- _What you have to do_: Each line of the data below from the one holding "Note to the class: find each instance of the green" to the one holding "Target: green eye", inclusive, is to be reproduced exactly; no other line belongs in the answer.
---------- Information supplied ----------
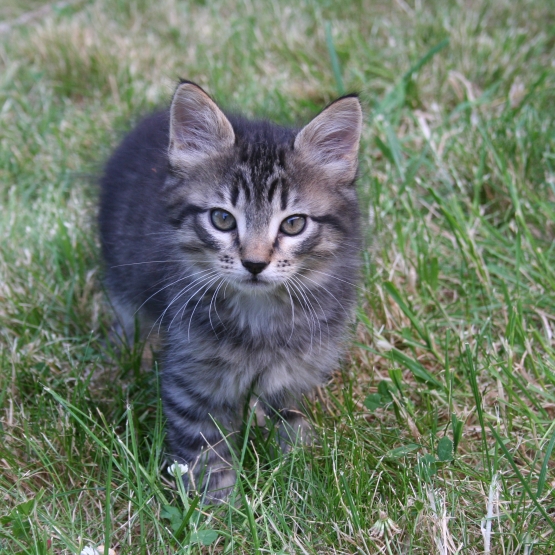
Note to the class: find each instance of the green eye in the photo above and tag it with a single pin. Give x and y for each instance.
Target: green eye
----------
---------- Information supplied ----------
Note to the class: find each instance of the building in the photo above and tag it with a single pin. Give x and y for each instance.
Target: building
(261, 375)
----------
- _Reply_:
Note to the class: find each instance of the green eye in the photo above and tag it with a single pin. Give x and y for each instance.
Target: green eye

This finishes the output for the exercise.